[START OF THE RECORDS]

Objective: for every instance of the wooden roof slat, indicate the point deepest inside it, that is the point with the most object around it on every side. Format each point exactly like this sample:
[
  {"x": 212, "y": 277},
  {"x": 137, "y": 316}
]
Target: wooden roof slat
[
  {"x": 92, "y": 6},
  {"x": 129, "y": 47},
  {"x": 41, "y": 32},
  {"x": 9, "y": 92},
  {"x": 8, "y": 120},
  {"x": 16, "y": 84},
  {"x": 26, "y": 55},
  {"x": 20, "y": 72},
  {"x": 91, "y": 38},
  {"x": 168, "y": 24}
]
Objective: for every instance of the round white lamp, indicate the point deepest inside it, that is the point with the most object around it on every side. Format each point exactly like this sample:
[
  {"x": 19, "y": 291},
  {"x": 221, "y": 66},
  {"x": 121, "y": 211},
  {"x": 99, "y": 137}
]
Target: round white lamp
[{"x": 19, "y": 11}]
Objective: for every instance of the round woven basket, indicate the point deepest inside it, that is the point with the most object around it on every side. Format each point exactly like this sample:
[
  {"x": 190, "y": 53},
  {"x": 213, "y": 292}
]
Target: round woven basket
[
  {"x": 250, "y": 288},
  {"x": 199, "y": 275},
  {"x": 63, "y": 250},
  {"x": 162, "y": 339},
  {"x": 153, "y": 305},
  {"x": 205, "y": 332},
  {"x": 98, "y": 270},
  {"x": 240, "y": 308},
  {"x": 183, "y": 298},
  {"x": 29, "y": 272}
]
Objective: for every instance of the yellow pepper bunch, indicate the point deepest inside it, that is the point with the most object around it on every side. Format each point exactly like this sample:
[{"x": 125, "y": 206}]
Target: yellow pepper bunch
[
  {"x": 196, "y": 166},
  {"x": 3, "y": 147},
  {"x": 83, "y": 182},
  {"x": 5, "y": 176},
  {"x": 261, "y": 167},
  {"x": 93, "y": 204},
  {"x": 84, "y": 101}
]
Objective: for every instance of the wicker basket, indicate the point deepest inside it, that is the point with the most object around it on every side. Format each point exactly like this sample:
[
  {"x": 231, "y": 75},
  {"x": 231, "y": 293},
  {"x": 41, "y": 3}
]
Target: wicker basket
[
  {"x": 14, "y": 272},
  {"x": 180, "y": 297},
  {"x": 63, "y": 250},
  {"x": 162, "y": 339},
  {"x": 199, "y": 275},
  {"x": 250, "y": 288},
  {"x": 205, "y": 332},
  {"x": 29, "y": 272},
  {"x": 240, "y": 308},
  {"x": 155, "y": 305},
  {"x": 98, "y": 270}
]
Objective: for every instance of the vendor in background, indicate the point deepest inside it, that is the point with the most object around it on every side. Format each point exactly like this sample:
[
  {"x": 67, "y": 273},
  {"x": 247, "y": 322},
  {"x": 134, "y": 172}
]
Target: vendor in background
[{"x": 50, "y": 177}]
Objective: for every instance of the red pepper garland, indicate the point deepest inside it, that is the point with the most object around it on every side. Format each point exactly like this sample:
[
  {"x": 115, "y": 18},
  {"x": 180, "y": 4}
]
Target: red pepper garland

[END OF THE RECORDS]

> [YOUR GOAL] Turn every line of the data above into a numbered list, one item per line and no blank lines.

> [FINAL RESULT]
1. Objective: for every instance of the wooden roof slat, indicate the point deepest inside it, that is the point with the most object around it on every side. Format each point exactly like this sample:
2. [
3.   {"x": 212, "y": 277},
4.   {"x": 137, "y": 316}
5. ]
6. Target: wooden roof slat
7. [
8.   {"x": 92, "y": 6},
9.   {"x": 129, "y": 47},
10.   {"x": 41, "y": 32},
11.   {"x": 9, "y": 92},
12.   {"x": 8, "y": 120},
13.   {"x": 16, "y": 84},
14.   {"x": 26, "y": 55},
15.   {"x": 20, "y": 72},
16.   {"x": 91, "y": 38},
17.   {"x": 168, "y": 24}
18. ]
19. Objective: for every instance of the round white lamp, indicate the point deepest inside it, that is the point with the most object around it on every side. Format each point exactly like this sample:
20. [
21.   {"x": 19, "y": 291},
22.   {"x": 221, "y": 66},
23.   {"x": 121, "y": 211},
24.   {"x": 99, "y": 137}
25. ]
26. Target: round white lamp
27. [{"x": 19, "y": 11}]
28. Objective: for every instance of the round woven basket, indicate the point deepest inside it, that is the point with the most object around it on every side. Format each point exactly like this sample:
29. [
30.   {"x": 190, "y": 53},
31.   {"x": 213, "y": 292}
32. ]
33. Target: round woven basket
34. [
35.   {"x": 250, "y": 288},
36.   {"x": 199, "y": 275},
37.   {"x": 63, "y": 250},
38.   {"x": 162, "y": 339},
39.   {"x": 153, "y": 305},
40.   {"x": 205, "y": 332},
41.   {"x": 98, "y": 270},
42.   {"x": 240, "y": 308},
43.   {"x": 183, "y": 298},
44.   {"x": 29, "y": 272}
45. ]
46. Objective: for every instance of the yellow pepper bunch, indicate the point deepest inside it, that is the point with the most object around it on every side. Format each point exactly like this sample:
47. [{"x": 125, "y": 206}]
48. Target: yellow pepper bunch
49. [
50.   {"x": 196, "y": 166},
51.   {"x": 3, "y": 147},
52.   {"x": 83, "y": 182},
53.   {"x": 5, "y": 176},
54.   {"x": 261, "y": 167},
55.   {"x": 93, "y": 204},
56.   {"x": 84, "y": 101}
57. ]
58. Objective: for every instance of the wicker basket, indicate the point deepest inside it, that is the point with the most object around it on every side. Format each point exactly like this sample:
59. [
60.   {"x": 231, "y": 75},
61.   {"x": 231, "y": 293},
62.   {"x": 41, "y": 3}
63. ]
64. Target: wicker basket
65. [
66.   {"x": 14, "y": 272},
67.   {"x": 180, "y": 297},
68.   {"x": 63, "y": 250},
69.   {"x": 162, "y": 339},
70.   {"x": 199, "y": 275},
71.   {"x": 250, "y": 288},
72.   {"x": 205, "y": 332},
73.   {"x": 29, "y": 272},
74.   {"x": 240, "y": 308},
75.   {"x": 155, "y": 305},
76.   {"x": 98, "y": 270}
77. ]
78. Objective: for every instance of the vendor in background, indicate the point deepest inside it, that is the point with the most object around it on every side. Format each point exactly like this sample:
79. [
80.   {"x": 67, "y": 273},
81.   {"x": 247, "y": 322},
82.   {"x": 134, "y": 172}
83. ]
84. Target: vendor in background
85. [{"x": 50, "y": 177}]
86. Objective: for every instance of the red pepper garland, indicate the point deepest inside it, that is the point with the most object around it on every side. Format each point exactly like this sample:
87. [
88.   {"x": 115, "y": 18},
89.   {"x": 180, "y": 4}
90. ]
91. Target: red pepper garland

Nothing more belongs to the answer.